• Short task:
Copy out all the records below with each "Query" swapped for "Search term" and everything else kept the same. Omit the pictures from your copy.

• Photo-based point labeling data:
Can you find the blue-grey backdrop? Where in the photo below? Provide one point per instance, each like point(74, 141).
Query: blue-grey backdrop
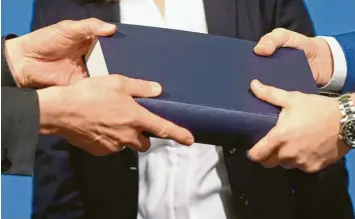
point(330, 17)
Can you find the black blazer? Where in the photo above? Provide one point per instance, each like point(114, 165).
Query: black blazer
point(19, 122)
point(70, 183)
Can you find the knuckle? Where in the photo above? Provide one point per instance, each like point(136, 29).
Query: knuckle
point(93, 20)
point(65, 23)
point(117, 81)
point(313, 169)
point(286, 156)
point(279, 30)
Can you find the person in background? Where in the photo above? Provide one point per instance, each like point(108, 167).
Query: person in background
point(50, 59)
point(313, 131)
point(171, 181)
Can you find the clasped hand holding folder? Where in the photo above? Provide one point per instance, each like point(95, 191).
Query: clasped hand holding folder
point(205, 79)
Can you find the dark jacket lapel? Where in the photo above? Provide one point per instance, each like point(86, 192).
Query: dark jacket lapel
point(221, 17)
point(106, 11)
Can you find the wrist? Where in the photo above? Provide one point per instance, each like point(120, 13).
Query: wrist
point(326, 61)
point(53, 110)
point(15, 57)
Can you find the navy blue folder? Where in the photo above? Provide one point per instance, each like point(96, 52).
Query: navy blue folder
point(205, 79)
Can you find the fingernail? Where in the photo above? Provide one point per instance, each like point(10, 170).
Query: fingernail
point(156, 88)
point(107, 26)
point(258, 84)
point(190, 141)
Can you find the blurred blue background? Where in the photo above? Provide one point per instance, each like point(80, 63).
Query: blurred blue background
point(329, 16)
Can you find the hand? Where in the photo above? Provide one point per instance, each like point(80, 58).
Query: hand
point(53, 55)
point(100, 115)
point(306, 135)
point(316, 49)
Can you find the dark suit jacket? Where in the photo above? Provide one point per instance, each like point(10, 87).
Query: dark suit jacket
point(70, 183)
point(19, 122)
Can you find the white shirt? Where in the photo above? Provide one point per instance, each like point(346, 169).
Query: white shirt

• Exercise output:
Can you find the blue-grey backdrop? Where in the photo below? Provide one point per instance, each like point(74, 141).
Search term: blue-grey backdrop
point(330, 17)
Can you find the black blazer? Where in the photo above? Provide one point per instance, each like point(114, 165).
Search term: black blazer
point(19, 122)
point(70, 183)
Can you find the knuckle? Where in the photo above? Provide one point per instance, each like point(136, 29).
Search term: knuckle
point(93, 20)
point(65, 23)
point(117, 81)
point(313, 169)
point(286, 156)
point(279, 30)
Can you find the person in background? Where in the photo above? Provide one point per instance, each like point(108, 167).
Search term: person in background
point(50, 59)
point(313, 131)
point(171, 181)
Can you find the clasped hand holding folder? Where in the photo above? Provide one point per instance, each like point(95, 191).
Search term: clasped hand holding folder
point(205, 79)
Can you find the dark jacket lapel? Where in the photo above? Provide one point per instance, each like point(86, 192).
Search term: dark jacket lapel
point(221, 17)
point(106, 11)
Can you find the wrist? Where in the photo above? Provide one point per instance, each like point(120, 13).
Search term: wrist
point(326, 61)
point(53, 110)
point(15, 57)
Can you find the navy blue folder? Where in the photo above? Provide one point per instance, each like point(96, 52).
Search term: navy blue folder
point(205, 79)
Can you find the fingernail? Where in the photo above? Provide one point per instance, each like point(10, 170).
Search term: fingernail
point(156, 88)
point(107, 26)
point(258, 84)
point(190, 141)
Can you find the blurred blue background? Where in the photo above? Provide one point per instance, each like point(80, 63).
Search term: blurred blue background
point(329, 16)
Can you find the hand? Where in the photo above? Provide one point per instance, each like point(80, 58).
Search term: hand
point(53, 55)
point(100, 115)
point(306, 135)
point(316, 49)
Can you find the dark suit jacket? Where in the photo above? Provide one point per instance, each like point(10, 87).
Search term: dark suit jacket
point(70, 183)
point(19, 122)
Can you find the white shirt? Where in the photo above? Provide one point per instance, each like point(346, 169).
Search term: white shirt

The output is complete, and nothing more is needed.